What to work on:
Pictures in the records should not be copied, but every other part must be repeated exactly.

Task inputs:

....................

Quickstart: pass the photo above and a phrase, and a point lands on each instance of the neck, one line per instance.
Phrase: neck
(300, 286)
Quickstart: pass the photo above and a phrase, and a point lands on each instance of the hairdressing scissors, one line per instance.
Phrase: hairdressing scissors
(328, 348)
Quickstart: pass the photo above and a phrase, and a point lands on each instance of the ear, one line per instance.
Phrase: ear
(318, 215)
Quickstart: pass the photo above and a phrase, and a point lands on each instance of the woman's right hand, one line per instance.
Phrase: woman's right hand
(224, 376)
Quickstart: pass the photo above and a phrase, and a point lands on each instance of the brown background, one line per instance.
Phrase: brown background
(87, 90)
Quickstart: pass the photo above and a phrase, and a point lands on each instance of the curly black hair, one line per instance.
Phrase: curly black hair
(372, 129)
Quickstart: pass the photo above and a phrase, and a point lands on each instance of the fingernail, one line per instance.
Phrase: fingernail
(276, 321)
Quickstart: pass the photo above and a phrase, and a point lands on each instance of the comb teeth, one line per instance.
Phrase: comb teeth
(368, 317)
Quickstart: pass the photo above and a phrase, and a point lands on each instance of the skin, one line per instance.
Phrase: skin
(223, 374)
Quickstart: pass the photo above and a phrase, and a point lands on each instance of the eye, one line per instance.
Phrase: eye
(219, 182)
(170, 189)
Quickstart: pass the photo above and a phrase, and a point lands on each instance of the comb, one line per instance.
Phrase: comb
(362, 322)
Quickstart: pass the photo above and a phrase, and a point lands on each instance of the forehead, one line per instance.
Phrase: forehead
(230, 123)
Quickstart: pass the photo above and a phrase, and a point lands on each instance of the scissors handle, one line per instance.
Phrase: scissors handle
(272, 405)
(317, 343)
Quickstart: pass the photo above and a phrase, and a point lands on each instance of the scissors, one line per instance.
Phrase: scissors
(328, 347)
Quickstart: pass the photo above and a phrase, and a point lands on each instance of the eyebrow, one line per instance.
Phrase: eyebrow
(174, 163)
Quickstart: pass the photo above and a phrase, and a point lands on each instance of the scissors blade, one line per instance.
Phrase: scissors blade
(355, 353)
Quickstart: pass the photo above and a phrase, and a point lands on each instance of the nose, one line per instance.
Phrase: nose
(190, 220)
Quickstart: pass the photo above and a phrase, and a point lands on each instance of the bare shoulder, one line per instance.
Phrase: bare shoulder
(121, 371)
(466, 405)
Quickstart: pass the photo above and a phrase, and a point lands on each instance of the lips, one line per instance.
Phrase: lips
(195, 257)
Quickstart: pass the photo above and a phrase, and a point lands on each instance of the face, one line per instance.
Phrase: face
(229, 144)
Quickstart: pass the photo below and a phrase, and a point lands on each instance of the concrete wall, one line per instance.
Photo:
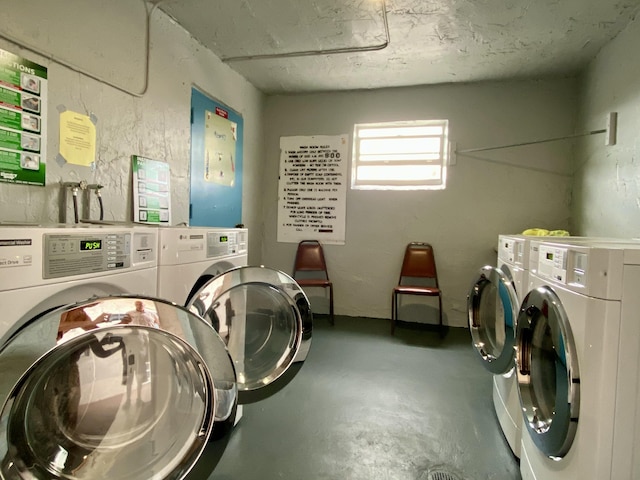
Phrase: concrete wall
(156, 125)
(606, 190)
(502, 191)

....................

Answer below:
Quickstart: pass the photo above and a phrase, and a point lands on each instance of the neck, one line per instance.
Phrase: neck
(300, 286)
Quickstart: pass the photo above and a phrase, and a point lands on each instance of the hairdressing scissors, one line per instance.
Phrase: hairdressing scissors
(328, 348)
Quickstart: pass the photo above and a phrase, and a point lands on each instance of the ear, one line per instance.
Phrase: ear
(318, 215)
Quickstart: pass the photo above and a phrase, and a point lands on each instance of the woman's right hand, one line per instance.
Phrase: woman's right hand
(224, 376)
Quickstart: pass the photo above and a phrase, and a point lands on each instance of the brown background, one line per instance.
Phrase: brown background
(87, 90)
Quickstart: pass the photo above and a phrase, and a point lands on each instance of the curly black hair, one line per instance.
Phrase: curly black hair
(372, 129)
Quickstart: pass the photo above and a phrase, and a point lands on each instance of the fingernail, one line per instance.
Phrase: fingernail
(276, 321)
Quickstart: pass the photo above and a phrase, and a point lands on each instance of the comb teeth, one line per instance.
Phrase: comb teeth
(368, 317)
Quickstart: pass the photo above and a phrase, and a point lands on each instance of the skin, one line per instance.
Phrase: skin
(223, 374)
Quickstart: pass the photo above and a phrase, and a point lands on each instance of the eye, one line per instance.
Phrase: eye
(219, 182)
(170, 189)
Quickstart: pass the photo above and a phrase, and a point lands on each instance of the comb, one line per instance.
Phrase: comb
(362, 322)
Quickstart: pass the photo above and a phrase, and a point lands on each instance of the forehead, one line per instance.
Phrase: forehead
(230, 123)
Quickstart: pass the photo above and a phrase, and a point lands on each instance of the scissors handle, one line per instance.
Phrase: scissors handle
(272, 405)
(317, 343)
Quickstart: pass the photo above and a phrase, and a point lands on each instance of the scissors, one line per instance.
Phrase: scissors
(328, 347)
Quickstart: pass the photo above and a phrase, and a point lands on each instance of the eyebrow, one line per instance.
Phrase: eyebrow
(174, 163)
Quickstart: pass the photo above and a phrase, and a point lands on each instance of the scissors blade, one line per instance.
Phrase: scissors blade
(355, 353)
Quickstart: pass the photo above and a phrase, and a point lands on each instance of the nose, one line per instance.
Phrase: nose
(190, 220)
Quickstart: pass the photo above and a phrase, and a point lands on each instance of the bare shoulder, one line per instance.
Phrase: bare shoulder
(121, 371)
(466, 405)
Quickstart: pass the photo above and a phrase, and a point lands on each instance of the lips, one line per instance.
Phrase: lips
(195, 257)
Quickstart: pass the photo above and a phrase, and a point lands on each instance of the face, one line per instance.
Phrase: face
(229, 144)
Quickstart: pass the photo below and a phrase, and a point lands on each instance of the concrete wall, one line per instance.
Photo:
Phrase: concrete wall
(156, 125)
(606, 190)
(502, 191)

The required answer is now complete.